QUESTIONS –
(A) Do these statements agree with the Gaza polio report? (i) The campaign officially began in three health centers in central Gaza. (ii) Gaza recorded its first polio case in a quarter of a century last week. (iii) Children up to 12 years old came to the centers for the dose. Answer yes or no for each and quote the deciding words.
(B) Copy the Gaza polio report from "A polio vaccination" to "century last month.".
(C) Which geographic place names appear in the Gaza polio report? List each distinct name once, spelled as the report spells it, and leave out hospitals and organizations.

(Beginning of PAGE EXTRACT)

Gaza launches polio vaccine campaign amid 'humanitarian pauses'
A Palestinian girl is vaccinated against polio, at a U.N. health care center in Deir Al-Balah, in the central Gaza Strip, Palestine, Sept. 1, 2024. (Reuters Photo)


A polio vaccination campaign began Sunday in war-ravaged Gaza, with humanitarian pauses announced by the United Nations to allow for large-scale inoculation.

The campaign was announced after Gaza recorded its first polio case in a quarter of a century last month.

It officially began on Sunday in three health centers in central Gaza, a day after an unspecified number of children were vaccinated in the southern area of the Gaza Strip.

Children aged from 1 day old to 10 years arrived at the centers to receive the dose as drones flew overhead, said Yasser Shaabane, medical director of Al-Awda hospital in central Gaza said.

"There are a lot of drones flying over central Gaza and we hope this vaccination campaign for children will be calm," said Shaabane.

The campaign began at 9 a.m. (6 a.m. GMT), he said.

(End of PAGE EXTRACT)
(Beginning of LISTED RECORDS)

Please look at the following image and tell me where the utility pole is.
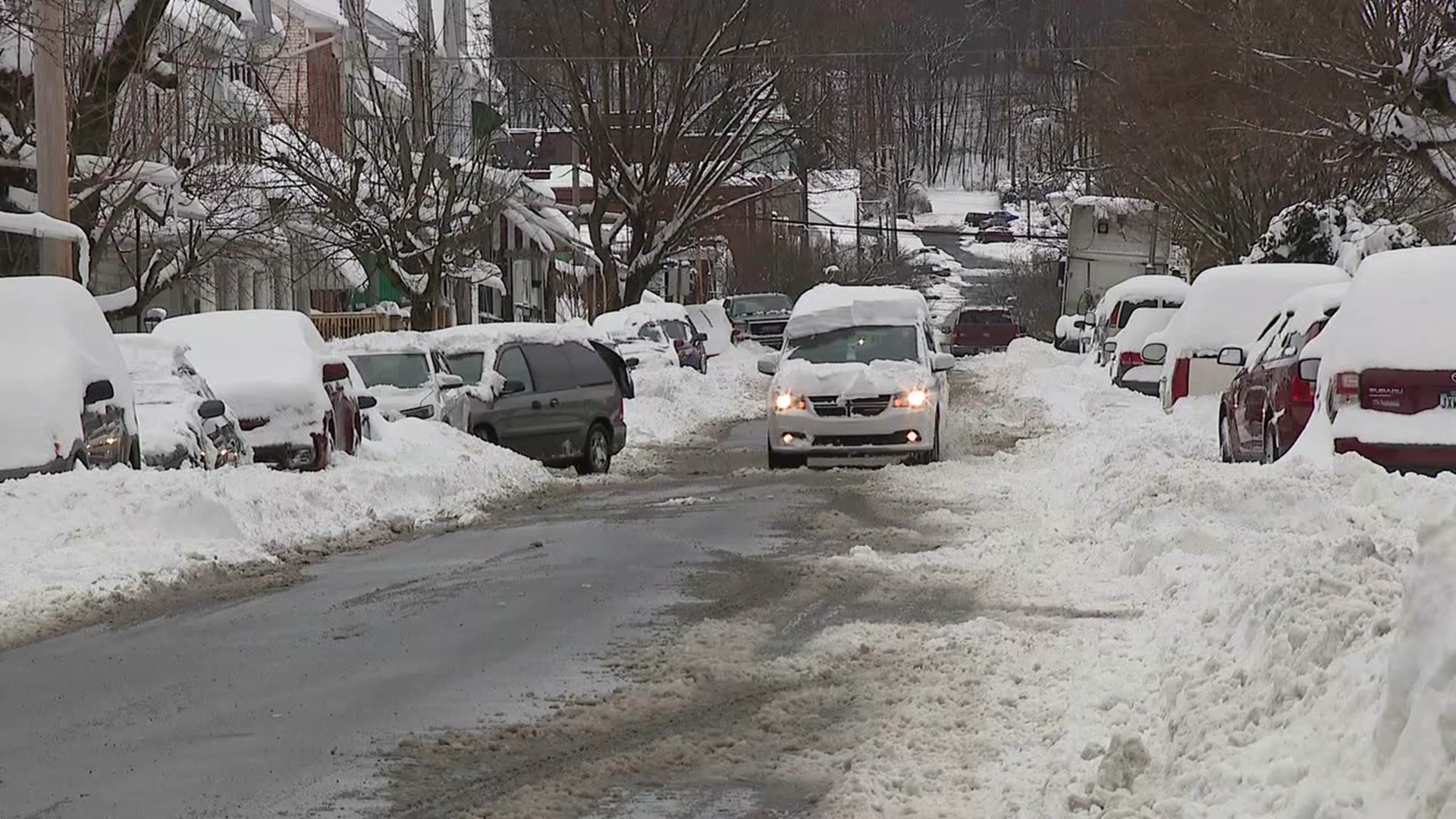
[35,0,76,278]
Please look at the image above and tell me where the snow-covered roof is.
[1166,264,1350,355]
[0,275,136,469]
[1097,275,1192,321]
[1320,246,1456,369]
[1072,196,1155,218]
[153,310,340,437]
[783,284,930,338]
[329,329,435,356]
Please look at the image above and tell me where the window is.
[495,347,536,392]
[446,353,485,383]
[560,344,614,386]
[526,344,576,392]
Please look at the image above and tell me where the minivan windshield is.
[730,293,793,318]
[351,353,429,389]
[788,326,920,364]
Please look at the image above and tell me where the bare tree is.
[497,0,795,303]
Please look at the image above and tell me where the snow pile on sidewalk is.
[811,341,1456,819]
[626,344,770,447]
[0,419,549,645]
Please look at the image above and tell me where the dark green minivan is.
[431,324,632,475]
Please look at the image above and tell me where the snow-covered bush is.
[1244,196,1429,274]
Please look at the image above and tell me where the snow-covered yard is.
[0,348,763,647]
[810,341,1456,819]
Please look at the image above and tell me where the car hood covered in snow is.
[772,359,932,398]
[0,277,136,471]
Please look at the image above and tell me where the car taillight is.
[1171,359,1191,400]
[1329,373,1360,410]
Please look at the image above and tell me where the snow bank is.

(End of LISTED RECORDS)

EXPECTED OUTPUTS –
(A)
(i) Yes: "It officially began on Sunday in three health centers in central Gaza"
(ii) No: "Gaza recorded its first polio case in a quarter of a century last month"
(iii) No: "Children aged from 1 day old to 10 years arrived at the centers to receive the dose"

(B)
A polio vaccination campaign began Sunday in war-ravaged Gaza, with humanitarian pauses announced by the United Nations to allow for large-scale inoculation.

The campaign was announced after Gaza recorded its first polio case in a quarter of a century last month.

(C)
Gaza
Deir Al-Balah
Gaza Strip
Palestine